-- Text excerpt start --
Mayoral knew all about "devilfish," the name whale
hunters gave
California gray whales in recognition of their legendary
ship-splintering counterattacks. He had always kept a respectful
distance from the whales that come each winter to this salty lagoon
halfway down the Baja Peninsula to breed and nurse their young.
The massive head soon slipped back under the water. Then it
popped up
on the other side of his boat. The routine continued for 40 minutes.
One side. Then the other. On this day, Mayoral wasn't afraid.
He
reached out with one finger and touched the whale. The whale moved
closer. The fisherman reached again and petted the whale.
This first encounter with a "friendly" gray whale
in San Ignacio
Lagoon 33 years ago transformed this sleepy fishing village into
a
celebrated place where humans can make contact with one of the
world's
largest and most powerful creatures.
-- Text excerpt end --
-- Given records start --
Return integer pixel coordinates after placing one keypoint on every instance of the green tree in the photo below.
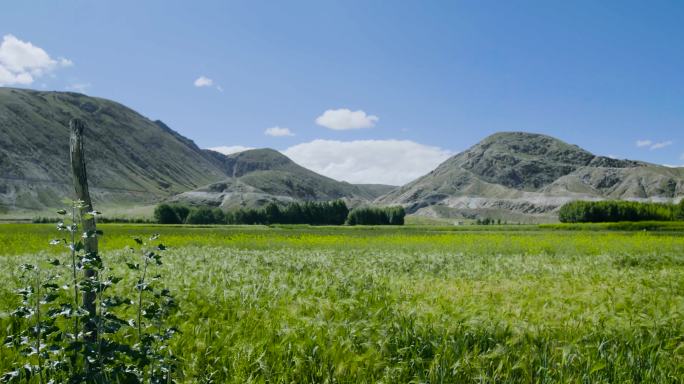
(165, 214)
-- Given records end --
-- Given records start --
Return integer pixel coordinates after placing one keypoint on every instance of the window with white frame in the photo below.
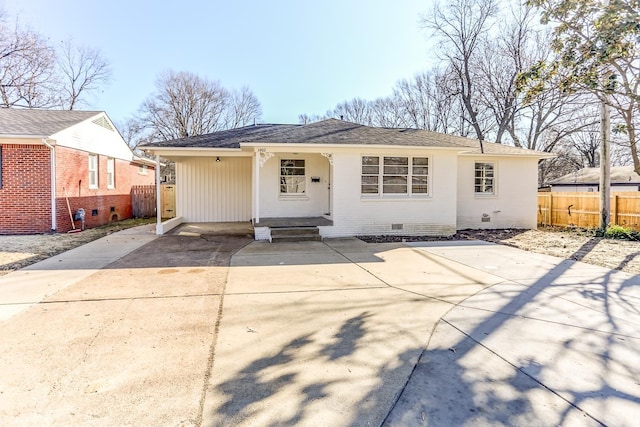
-- Given records end --
**Exercises:**
#1 Decide whether each statement agrees with the excerpt about the gray whale encounter, answering yes or no and quoting the words that decide it: (a) The whale surfaced on both sides of the boat for 40 minutes. (b) Mayoral had always approached the whales closely. (c) The first friendly encounter took place 33 years ago.
#2 In the excerpt about the gray whale encounter, what name did whale hunters give California gray whales?
#3 Pick up the excerpt about the gray whale encounter in San Ignacio Lagoon where it stops, and continue it.
The data has no connection to the excerpt about the gray whale encounter.

**Results for the exercise:**
#1
(a) Yes: "The routine continued for 40 minutes."
(b) No: "He had always kept a respectful distance from the whales"
(c) Yes: "Lagoon 33 years ago"

#2 They called them "devilfish."

#3
San Ignacio Lagoon has receded from the top of conservationists'
priority campaigns since the battle was apparently won five years
ago
to protect the lagoon from a giant salt production plant, a joint
venture of Mitsubishi and the Mexican government.
After stirring words from a Mexican poet, letters from worried
children and broadcast images of teary-eyed Hollywood celebrities,
Mexican President Ernesto Zedillo took a boat ride with his wife
and
children and had their own close encounter with the lagoon's nuzzling
whales.
Four days later, Zedillo pulled the plug on the saltworks project.
Now, residents around San Ignacio Lagoon and conservationists
working
in Mexico are worried that the commitment of one man, long out
of
office, could be undone.
Political momentum in Mexico's capital appears to be shifting
toward a
different vision for the future, one of industrialization, for
this
isolated lagoon and the few hundred rural poor who live here.
And a Baja businessman, purportedly representing the salt production
company, recently asked if landowners were willing to sell thousands
of
acres of salt flats next to the lagoon, a wind-blown area ideal
for
extracting salt from seawater.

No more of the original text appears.